>> Start The input

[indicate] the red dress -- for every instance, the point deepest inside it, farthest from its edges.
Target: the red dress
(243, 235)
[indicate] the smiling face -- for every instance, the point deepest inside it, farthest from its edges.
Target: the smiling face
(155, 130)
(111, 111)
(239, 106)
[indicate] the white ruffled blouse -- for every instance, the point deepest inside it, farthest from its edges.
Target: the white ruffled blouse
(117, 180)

>> End The input

:: Challenge ::
Print every record exactly as it was given.

:: Task response ::
[indicate] the red dress -- for every instance, the point deepest inside it, farthest from its edges.
Target: the red dress
(243, 235)
[indicate] the smiling face -- for every instance, the point deepest inside it, farthest from its edges.
Target: the smiling face
(155, 130)
(111, 111)
(239, 106)
[indicate] the white ruffled blouse -- for every instance, the point deepest inside it, farthest from its edges.
Target: the white ruffled blouse
(117, 180)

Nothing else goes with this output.